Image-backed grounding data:

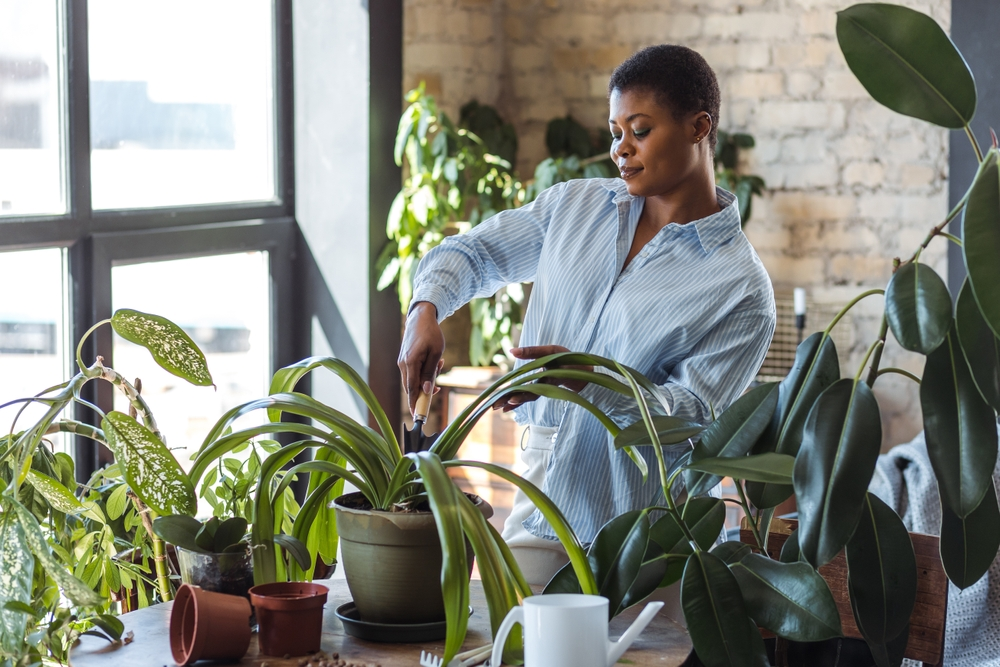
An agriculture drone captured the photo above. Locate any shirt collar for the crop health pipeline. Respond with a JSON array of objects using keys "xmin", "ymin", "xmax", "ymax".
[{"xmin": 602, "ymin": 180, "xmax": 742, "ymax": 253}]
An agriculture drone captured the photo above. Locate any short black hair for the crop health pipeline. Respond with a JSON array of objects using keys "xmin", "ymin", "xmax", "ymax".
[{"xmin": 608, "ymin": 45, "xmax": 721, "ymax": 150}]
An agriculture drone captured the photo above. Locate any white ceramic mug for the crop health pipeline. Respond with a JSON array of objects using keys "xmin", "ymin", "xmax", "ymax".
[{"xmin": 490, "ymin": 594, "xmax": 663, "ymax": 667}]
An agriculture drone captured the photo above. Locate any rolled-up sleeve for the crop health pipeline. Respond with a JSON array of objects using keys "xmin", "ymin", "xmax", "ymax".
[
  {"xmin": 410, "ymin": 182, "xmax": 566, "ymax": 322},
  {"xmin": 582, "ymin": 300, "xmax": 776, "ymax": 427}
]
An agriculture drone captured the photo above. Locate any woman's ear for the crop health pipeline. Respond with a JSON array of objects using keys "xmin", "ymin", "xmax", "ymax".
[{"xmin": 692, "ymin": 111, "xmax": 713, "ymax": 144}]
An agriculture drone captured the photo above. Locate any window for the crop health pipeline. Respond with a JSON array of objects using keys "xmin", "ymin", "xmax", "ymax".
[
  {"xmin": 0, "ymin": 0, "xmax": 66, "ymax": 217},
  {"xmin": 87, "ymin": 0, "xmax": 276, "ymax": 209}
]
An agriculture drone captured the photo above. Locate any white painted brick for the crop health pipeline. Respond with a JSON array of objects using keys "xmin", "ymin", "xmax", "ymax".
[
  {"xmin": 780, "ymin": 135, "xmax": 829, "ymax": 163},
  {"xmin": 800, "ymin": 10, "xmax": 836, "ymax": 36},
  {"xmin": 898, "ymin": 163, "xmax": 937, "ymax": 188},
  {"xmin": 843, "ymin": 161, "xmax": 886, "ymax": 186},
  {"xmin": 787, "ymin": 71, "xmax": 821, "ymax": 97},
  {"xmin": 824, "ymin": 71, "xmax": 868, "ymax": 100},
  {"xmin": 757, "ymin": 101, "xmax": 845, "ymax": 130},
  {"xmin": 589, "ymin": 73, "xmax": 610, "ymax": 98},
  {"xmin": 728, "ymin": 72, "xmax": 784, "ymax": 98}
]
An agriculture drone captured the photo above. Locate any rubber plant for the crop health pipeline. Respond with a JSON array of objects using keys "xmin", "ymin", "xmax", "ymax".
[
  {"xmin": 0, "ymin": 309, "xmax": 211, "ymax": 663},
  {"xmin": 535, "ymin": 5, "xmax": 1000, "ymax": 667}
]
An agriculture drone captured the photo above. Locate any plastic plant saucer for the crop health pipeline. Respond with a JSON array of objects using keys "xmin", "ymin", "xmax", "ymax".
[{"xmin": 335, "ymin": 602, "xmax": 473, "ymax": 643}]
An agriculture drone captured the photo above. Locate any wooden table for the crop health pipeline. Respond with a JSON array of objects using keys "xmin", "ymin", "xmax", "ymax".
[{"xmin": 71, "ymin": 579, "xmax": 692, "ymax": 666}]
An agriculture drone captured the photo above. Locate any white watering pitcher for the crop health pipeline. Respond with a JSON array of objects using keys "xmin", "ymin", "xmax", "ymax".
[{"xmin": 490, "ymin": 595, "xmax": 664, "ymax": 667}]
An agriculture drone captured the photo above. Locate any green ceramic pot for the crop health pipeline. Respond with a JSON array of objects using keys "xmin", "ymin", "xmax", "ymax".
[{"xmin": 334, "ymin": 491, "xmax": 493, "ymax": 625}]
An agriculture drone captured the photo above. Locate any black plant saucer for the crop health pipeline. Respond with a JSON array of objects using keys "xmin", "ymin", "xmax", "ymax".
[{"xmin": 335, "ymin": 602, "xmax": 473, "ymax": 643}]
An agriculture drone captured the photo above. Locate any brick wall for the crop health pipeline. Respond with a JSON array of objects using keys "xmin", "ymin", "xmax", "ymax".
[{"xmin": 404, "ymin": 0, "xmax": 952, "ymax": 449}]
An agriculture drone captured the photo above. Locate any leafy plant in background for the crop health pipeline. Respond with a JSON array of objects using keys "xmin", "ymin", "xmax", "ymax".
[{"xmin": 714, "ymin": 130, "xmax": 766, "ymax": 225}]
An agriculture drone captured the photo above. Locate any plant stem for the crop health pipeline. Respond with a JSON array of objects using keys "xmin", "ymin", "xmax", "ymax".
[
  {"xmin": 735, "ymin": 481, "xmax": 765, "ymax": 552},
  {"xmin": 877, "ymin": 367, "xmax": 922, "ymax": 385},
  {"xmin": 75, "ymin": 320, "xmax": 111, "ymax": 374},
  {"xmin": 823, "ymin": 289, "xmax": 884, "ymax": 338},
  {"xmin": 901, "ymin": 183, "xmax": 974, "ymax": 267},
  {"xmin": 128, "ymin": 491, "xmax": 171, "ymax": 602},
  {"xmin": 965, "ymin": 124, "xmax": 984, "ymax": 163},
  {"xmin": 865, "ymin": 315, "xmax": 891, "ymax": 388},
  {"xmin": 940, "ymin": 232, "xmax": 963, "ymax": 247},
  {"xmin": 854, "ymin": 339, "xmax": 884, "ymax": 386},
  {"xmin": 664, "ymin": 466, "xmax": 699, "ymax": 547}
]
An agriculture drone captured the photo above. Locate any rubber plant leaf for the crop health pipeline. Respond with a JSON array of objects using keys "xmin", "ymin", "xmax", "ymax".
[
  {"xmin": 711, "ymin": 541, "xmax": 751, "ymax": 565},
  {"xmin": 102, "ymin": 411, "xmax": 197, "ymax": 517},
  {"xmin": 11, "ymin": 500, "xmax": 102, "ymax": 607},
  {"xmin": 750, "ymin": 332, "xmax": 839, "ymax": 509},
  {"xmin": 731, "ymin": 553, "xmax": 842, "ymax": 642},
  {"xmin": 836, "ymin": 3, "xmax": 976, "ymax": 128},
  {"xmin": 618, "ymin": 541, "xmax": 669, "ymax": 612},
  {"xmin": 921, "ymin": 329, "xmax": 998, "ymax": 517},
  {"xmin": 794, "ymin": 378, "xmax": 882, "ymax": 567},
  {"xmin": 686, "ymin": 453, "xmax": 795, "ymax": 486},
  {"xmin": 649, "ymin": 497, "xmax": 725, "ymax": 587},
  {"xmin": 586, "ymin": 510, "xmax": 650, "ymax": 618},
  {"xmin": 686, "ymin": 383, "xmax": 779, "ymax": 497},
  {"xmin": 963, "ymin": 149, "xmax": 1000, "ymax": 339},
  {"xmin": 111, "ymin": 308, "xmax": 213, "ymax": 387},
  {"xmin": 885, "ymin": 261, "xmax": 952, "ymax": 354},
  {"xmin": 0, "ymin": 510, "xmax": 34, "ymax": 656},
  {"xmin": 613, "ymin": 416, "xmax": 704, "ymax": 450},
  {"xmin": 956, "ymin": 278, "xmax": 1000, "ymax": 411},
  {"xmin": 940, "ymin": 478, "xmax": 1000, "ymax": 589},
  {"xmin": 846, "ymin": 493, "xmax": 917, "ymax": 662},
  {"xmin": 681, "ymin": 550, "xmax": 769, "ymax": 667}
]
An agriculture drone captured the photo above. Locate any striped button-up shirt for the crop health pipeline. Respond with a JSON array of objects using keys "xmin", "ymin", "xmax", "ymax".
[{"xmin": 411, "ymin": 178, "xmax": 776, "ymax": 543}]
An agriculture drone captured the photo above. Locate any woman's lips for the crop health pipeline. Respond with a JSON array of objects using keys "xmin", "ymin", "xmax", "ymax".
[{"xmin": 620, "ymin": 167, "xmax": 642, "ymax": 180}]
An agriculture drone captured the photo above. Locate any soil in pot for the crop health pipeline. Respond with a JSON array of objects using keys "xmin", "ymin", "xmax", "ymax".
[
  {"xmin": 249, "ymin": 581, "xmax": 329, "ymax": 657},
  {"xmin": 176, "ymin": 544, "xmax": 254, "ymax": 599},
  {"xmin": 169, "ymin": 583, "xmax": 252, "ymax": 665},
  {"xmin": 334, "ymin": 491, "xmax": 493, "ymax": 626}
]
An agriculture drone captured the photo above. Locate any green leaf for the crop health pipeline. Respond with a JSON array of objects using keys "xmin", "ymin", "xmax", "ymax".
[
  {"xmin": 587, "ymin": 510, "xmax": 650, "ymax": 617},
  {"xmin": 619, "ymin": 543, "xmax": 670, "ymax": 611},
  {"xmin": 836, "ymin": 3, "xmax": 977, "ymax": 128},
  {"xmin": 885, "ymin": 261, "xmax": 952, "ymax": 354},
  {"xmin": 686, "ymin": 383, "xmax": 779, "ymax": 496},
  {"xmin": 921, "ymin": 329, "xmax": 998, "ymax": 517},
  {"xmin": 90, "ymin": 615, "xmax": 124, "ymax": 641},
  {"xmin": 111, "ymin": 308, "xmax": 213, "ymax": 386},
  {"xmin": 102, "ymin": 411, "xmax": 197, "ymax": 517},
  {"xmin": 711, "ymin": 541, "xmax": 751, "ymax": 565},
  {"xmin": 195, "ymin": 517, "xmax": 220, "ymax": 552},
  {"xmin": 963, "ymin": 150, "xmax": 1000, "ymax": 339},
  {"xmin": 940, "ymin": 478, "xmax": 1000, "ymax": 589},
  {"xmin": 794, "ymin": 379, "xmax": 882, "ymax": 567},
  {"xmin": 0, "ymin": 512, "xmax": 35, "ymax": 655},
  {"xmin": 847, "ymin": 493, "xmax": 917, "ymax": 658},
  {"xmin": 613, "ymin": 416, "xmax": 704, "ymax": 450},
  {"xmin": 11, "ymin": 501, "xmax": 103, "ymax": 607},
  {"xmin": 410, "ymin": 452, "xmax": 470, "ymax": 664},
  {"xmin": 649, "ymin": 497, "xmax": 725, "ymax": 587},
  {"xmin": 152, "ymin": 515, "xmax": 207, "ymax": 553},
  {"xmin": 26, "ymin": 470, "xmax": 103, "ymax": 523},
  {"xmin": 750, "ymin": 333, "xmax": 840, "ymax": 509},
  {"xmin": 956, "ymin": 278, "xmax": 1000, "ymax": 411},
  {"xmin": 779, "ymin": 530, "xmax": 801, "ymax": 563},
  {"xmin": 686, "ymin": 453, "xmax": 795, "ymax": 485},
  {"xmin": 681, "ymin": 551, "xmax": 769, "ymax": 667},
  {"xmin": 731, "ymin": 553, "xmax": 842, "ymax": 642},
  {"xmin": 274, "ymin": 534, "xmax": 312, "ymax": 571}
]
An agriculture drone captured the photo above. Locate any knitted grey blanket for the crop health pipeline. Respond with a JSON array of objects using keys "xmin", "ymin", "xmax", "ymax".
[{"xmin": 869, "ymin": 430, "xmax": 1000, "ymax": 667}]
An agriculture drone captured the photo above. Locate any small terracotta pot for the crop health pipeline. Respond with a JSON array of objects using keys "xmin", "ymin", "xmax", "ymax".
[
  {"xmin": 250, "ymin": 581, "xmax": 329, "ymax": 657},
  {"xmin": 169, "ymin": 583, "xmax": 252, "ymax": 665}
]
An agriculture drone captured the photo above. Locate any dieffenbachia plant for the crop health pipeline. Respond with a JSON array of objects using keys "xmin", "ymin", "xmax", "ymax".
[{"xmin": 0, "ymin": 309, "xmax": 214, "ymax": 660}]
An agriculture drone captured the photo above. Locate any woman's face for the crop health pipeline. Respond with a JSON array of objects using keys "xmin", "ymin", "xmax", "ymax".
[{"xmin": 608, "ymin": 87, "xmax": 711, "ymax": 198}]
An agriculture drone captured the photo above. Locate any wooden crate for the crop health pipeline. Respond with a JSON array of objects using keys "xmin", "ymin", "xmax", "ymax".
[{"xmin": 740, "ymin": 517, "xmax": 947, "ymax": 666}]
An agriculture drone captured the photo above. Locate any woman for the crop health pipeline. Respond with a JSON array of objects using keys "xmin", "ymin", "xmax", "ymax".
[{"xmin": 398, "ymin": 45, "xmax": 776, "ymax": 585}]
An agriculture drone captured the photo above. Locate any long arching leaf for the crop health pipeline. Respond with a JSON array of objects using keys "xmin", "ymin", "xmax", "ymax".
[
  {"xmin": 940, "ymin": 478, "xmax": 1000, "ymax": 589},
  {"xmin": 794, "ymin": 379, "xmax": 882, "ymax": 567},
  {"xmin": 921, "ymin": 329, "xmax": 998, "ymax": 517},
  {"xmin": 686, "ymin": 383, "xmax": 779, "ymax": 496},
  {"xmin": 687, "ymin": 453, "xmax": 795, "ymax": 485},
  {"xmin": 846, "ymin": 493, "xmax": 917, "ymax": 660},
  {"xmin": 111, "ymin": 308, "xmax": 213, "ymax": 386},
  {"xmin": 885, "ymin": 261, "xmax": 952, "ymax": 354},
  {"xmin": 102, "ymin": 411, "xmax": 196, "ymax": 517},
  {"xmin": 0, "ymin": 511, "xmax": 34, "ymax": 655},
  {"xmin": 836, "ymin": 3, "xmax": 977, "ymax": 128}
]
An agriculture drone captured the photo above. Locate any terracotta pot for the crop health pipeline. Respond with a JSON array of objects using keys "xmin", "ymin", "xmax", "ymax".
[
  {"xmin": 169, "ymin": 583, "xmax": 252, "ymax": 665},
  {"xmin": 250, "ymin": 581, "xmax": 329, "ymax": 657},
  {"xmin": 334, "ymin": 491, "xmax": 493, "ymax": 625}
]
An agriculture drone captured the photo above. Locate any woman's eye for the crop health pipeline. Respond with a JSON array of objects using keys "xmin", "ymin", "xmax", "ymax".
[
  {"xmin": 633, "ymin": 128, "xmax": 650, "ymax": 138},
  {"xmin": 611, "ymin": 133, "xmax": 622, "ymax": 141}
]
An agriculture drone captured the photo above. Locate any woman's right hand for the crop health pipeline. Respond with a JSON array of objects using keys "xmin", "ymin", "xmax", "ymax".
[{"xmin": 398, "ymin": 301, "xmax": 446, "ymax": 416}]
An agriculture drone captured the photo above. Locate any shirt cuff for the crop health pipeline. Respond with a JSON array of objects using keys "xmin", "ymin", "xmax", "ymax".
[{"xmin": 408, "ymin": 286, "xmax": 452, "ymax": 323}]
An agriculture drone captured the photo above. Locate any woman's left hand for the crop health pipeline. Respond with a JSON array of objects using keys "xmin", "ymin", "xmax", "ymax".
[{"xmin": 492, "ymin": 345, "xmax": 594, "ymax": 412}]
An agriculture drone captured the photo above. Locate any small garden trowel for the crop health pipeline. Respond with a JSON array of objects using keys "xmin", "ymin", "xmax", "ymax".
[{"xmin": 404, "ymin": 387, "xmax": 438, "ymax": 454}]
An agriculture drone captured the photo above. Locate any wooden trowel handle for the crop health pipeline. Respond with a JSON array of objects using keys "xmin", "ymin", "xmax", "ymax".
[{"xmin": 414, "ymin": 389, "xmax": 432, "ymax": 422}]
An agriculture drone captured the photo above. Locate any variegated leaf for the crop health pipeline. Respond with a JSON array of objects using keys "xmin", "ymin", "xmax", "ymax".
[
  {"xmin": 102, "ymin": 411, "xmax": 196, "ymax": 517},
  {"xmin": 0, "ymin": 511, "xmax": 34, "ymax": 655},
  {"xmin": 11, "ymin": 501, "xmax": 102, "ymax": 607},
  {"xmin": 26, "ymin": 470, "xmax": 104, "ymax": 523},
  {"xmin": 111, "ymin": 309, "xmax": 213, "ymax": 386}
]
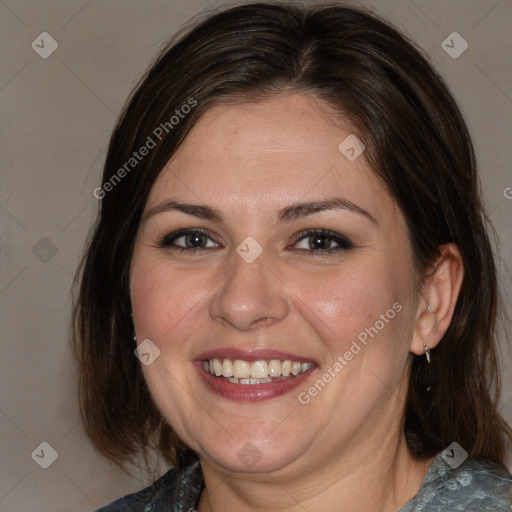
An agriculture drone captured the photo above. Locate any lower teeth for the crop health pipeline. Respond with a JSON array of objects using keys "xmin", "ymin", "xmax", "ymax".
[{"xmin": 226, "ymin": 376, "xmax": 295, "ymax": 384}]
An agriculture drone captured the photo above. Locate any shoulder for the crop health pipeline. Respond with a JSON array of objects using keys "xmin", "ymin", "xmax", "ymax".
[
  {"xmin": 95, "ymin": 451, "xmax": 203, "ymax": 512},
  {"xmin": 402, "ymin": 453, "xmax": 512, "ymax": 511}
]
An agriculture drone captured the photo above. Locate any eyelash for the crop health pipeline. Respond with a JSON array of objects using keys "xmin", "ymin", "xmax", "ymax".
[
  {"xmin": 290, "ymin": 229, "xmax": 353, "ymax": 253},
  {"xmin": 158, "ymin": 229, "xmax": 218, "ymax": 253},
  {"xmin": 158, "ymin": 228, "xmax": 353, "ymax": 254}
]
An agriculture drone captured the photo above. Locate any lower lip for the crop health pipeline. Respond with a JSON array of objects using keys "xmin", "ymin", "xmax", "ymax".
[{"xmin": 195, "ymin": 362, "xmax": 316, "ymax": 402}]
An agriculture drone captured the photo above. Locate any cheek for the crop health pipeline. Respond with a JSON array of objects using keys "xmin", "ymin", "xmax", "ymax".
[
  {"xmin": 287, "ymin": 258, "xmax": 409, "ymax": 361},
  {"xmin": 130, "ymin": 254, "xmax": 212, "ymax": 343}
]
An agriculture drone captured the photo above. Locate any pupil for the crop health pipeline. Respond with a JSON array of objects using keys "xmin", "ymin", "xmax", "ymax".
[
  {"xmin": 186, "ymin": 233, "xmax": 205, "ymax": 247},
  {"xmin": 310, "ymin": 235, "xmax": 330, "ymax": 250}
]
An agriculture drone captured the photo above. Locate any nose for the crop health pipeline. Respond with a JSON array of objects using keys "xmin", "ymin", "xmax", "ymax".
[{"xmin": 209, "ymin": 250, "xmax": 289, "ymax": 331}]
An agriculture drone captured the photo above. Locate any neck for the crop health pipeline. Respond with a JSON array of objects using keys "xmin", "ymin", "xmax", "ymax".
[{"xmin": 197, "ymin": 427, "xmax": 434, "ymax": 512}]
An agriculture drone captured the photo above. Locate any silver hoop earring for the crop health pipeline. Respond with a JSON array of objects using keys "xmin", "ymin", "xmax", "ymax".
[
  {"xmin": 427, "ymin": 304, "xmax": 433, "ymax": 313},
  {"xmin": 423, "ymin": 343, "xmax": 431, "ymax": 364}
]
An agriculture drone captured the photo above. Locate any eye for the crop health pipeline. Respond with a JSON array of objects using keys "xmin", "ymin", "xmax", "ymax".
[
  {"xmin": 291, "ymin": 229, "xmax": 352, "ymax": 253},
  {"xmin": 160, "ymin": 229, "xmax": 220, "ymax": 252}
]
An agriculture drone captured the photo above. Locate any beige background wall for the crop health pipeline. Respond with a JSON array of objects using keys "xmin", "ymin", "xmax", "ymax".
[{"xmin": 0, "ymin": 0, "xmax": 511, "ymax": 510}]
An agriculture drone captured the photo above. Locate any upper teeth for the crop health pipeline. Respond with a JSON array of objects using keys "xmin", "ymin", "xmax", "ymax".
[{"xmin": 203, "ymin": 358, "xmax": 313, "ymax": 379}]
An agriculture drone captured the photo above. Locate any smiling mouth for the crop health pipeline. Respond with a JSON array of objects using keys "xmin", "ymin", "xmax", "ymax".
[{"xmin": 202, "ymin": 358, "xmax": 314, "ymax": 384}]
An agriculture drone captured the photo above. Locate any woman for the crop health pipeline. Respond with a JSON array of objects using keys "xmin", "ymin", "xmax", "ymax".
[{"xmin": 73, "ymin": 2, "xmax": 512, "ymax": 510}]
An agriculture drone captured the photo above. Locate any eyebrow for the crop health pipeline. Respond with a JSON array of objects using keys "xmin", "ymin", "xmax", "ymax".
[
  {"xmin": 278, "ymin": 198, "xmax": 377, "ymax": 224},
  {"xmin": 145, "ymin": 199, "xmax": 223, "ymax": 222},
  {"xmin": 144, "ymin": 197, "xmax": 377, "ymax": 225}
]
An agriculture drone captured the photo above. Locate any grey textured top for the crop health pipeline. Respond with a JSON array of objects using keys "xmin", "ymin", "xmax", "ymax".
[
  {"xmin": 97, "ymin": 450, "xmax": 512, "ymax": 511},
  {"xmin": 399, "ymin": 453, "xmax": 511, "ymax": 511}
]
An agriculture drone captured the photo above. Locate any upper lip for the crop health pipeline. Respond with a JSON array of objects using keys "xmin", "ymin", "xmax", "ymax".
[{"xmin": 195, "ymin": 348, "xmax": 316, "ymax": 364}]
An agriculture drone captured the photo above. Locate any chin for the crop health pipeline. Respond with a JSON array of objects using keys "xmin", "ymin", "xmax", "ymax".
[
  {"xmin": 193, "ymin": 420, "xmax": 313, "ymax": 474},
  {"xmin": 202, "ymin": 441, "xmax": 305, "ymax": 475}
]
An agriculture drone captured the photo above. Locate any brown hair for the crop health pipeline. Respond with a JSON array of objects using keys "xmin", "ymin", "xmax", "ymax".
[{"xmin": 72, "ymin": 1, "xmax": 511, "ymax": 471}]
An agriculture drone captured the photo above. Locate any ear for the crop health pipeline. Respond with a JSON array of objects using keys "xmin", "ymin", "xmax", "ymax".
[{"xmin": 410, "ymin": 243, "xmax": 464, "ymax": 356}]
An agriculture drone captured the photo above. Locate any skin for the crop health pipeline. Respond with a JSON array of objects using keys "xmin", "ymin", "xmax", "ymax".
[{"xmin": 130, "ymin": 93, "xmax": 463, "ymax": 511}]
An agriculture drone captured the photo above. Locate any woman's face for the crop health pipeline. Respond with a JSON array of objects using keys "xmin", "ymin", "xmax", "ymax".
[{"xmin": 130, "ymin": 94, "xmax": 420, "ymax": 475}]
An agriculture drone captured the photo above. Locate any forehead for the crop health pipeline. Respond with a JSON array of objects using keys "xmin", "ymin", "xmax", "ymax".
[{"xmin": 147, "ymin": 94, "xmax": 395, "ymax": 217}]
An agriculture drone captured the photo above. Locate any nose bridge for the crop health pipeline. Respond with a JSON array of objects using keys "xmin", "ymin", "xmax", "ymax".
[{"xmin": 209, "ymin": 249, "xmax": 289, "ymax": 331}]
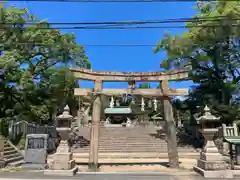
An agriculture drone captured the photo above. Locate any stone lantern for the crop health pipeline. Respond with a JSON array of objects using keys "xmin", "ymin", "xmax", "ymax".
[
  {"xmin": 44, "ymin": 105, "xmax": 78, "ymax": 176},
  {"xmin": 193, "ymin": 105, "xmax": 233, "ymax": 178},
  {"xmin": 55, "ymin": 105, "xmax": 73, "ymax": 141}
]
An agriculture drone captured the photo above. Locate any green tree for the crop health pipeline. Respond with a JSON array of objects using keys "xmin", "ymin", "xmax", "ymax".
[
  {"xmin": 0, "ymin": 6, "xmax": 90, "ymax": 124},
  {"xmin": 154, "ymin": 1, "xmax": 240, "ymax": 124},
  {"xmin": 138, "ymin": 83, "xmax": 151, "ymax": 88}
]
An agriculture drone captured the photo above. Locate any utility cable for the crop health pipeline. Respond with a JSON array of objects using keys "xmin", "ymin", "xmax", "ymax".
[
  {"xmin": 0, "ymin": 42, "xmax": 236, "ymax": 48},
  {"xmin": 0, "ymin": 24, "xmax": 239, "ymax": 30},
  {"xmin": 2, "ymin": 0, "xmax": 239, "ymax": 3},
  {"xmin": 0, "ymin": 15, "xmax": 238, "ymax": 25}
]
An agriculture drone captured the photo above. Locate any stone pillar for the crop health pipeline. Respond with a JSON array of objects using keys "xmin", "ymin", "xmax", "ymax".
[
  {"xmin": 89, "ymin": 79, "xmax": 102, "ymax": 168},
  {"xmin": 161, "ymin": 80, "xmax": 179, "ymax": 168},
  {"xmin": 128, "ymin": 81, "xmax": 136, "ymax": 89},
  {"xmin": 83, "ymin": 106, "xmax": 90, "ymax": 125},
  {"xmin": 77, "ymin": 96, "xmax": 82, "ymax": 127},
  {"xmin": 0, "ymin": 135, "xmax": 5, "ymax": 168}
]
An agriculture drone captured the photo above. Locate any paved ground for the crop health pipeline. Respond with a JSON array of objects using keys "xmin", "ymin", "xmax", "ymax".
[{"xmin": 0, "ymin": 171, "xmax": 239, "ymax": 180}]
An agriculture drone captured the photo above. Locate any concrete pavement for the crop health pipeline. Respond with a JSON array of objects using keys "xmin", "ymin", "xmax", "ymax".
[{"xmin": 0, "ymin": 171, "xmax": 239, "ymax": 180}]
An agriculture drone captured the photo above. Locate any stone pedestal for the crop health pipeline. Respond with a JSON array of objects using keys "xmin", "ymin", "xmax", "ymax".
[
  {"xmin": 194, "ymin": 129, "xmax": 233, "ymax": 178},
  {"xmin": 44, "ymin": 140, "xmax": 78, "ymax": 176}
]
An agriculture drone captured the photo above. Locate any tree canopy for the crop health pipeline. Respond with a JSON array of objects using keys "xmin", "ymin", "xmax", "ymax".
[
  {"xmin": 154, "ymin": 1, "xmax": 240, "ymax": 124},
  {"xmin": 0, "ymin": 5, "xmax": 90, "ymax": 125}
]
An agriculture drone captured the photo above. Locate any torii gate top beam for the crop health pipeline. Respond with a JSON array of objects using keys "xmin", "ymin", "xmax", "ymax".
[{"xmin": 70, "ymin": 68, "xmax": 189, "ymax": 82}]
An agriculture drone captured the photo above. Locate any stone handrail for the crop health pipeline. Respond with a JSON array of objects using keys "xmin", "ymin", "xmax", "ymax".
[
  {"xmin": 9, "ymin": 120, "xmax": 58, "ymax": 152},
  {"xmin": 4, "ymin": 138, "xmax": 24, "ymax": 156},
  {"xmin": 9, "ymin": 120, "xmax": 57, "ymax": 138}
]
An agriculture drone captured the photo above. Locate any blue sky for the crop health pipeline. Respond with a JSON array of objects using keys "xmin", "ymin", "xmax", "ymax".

Task prompt:
Please set down exactly the lines running from the one with "An agriculture drone captured the photo above. Locate any tree" to the last line of the entries above, both of them included, and no others.

Answer for the task:
An agriculture drone captured the photo above. Locate any tree canopy for the crop health pipeline. Respond with a JSON array of objects using keys "xmin", "ymin", "xmax", "ymax".
[
  {"xmin": 154, "ymin": 1, "xmax": 240, "ymax": 124},
  {"xmin": 0, "ymin": 5, "xmax": 90, "ymax": 125}
]
An agriculture drone captured the photo above. Locate any torii gate top beam for the crop health pipeline. Respond with a JSON array of objects using keys "xmin", "ymin", "xmax", "ymax".
[{"xmin": 70, "ymin": 68, "xmax": 189, "ymax": 82}]
An agriculture drone captured the photo above. Locate any stone handrail for the crop health pipeline. Respond with a JSON array of objects using keys "xmin", "ymin", "xmax", "ymax".
[
  {"xmin": 9, "ymin": 120, "xmax": 58, "ymax": 152},
  {"xmin": 4, "ymin": 138, "xmax": 24, "ymax": 156},
  {"xmin": 9, "ymin": 120, "xmax": 57, "ymax": 138}
]
An agriculture drone captured the photo above. Locate any blue sky for the crop health pipeline. Respond with a JSON array of objects using keys "xmin", "ymin", "xmax", "ymax".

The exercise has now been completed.